**Records excerpted from a collection**
┄┄┄┄┄┄┄┄┄┄
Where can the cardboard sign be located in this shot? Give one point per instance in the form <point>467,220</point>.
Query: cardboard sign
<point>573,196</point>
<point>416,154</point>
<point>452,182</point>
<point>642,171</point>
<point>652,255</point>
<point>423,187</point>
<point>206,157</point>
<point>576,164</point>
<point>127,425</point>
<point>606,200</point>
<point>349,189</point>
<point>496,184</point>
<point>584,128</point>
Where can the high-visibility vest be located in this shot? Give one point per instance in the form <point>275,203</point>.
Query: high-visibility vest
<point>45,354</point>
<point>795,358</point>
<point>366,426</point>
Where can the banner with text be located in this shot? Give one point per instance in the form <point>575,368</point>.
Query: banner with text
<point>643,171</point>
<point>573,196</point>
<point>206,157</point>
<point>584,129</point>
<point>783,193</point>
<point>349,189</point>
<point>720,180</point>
┄┄┄┄┄┄┄┄┄┄
**TASK**
List every line above that holds the word "Where".

**ANSWER TO THIS TASK**
Where can the cardboard sign be located in this shot? Give one point per instance in the form <point>467,220</point>.
Where can the high-visibility vest be located in this shot? Give one point per instance in the form <point>275,203</point>.
Where can the banner with text be located in this shot? Give one point per instance in the form <point>575,368</point>.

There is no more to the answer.